__To be done__
Repeat the Juneau post from "Between posting the" to "ne’er do wells.", with "classics" renamed to "newspapers" throughout.

__Page__
....

Tuesday, May 24, 2011

From Mining Camp to Alaska's Capital; Why Juneau is Juneau

Harris & Juneau on a cigar box lid


Between posting the first part of this two parter about the naming of Juneau I thought I would re-read some of the State of Alaska material on our pals, Juneau and Harris.  Hey, maybe I was too hard on these guys.  What looks like the official state history of Gold Mining in Alaska has a great article that makes these gentlemen look like distinguished mining engineers who spent their spare time doing good works for their fellow man when they were not reading the classics.  I guess my version is the unsanitized one.  Official history likes to paint the big names of the past as heroes and not ne’er do wells.

Whatever the official version is, I say Harris and Juneau were just what you would expect in a rough and tough, booze and bimbos, spit in your eye town.

Alaskan Hard Rock Miners


Harris and Juneau went back to what was now called Gold Creek and continued to mine for gold.  Pilz paid his prospectors for most of the rights to the 160 acre mining camp they staked out at the mouth of Gold Creek.  Juneau and Harris hung around the camp and helped establish the first new town in Alaska since the US Congress paid Russia $7.2  million in 1867 for Alaska in the world’s best real estate deal.

....

__Excerpted data__

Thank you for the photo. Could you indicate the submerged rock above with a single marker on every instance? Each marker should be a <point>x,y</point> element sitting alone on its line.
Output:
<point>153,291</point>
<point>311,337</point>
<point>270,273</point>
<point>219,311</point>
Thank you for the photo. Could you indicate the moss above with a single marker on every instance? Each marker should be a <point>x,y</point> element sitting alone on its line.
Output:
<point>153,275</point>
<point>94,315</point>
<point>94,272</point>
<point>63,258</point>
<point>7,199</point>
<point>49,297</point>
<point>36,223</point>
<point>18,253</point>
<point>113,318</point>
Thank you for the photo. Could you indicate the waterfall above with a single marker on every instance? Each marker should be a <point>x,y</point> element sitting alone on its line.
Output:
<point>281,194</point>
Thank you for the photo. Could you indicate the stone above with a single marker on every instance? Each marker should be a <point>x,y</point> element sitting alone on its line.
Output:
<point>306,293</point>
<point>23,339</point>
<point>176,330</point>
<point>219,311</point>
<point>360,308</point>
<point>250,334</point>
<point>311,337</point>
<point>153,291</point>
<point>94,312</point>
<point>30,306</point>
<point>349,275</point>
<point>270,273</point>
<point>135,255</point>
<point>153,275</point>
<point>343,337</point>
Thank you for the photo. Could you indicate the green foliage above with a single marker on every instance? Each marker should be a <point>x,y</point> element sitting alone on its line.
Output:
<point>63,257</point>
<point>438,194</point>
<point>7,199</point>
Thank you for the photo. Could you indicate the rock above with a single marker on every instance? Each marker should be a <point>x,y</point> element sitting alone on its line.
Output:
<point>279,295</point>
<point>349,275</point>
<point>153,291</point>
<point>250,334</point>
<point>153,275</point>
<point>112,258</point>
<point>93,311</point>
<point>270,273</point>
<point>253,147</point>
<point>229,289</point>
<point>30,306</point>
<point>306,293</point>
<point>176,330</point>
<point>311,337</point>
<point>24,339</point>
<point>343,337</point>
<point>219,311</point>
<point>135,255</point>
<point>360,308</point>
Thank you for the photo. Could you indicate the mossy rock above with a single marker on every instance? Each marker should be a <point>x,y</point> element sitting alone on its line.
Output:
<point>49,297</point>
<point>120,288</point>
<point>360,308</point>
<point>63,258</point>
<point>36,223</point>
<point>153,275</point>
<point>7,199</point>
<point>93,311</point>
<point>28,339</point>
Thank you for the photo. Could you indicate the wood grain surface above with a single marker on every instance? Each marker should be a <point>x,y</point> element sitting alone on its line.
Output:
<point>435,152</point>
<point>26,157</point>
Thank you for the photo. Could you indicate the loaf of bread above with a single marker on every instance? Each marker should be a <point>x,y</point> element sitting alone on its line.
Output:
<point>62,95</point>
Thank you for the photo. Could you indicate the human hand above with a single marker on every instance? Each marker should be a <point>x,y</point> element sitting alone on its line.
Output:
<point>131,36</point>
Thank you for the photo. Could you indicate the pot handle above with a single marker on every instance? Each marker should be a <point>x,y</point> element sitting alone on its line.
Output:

....

__Output for this exercise__
Between posting the first part of this two parter about the naming of Juneau I thought I would re-read some of the State of Alaska material on our pals, Juneau and Harris.  Hey, maybe I was too hard on these guys.  What looks like the official state history of Gold Mining in Alaska has a great article that makes these gentlemen look like distinguished mining engineers who spent their spare time doing good works for their fellow man when they were not reading the newspapers.  I guess my version is the unsanitized one.  Official history likes to paint the big names of the past as heroes and not ne’er do wells.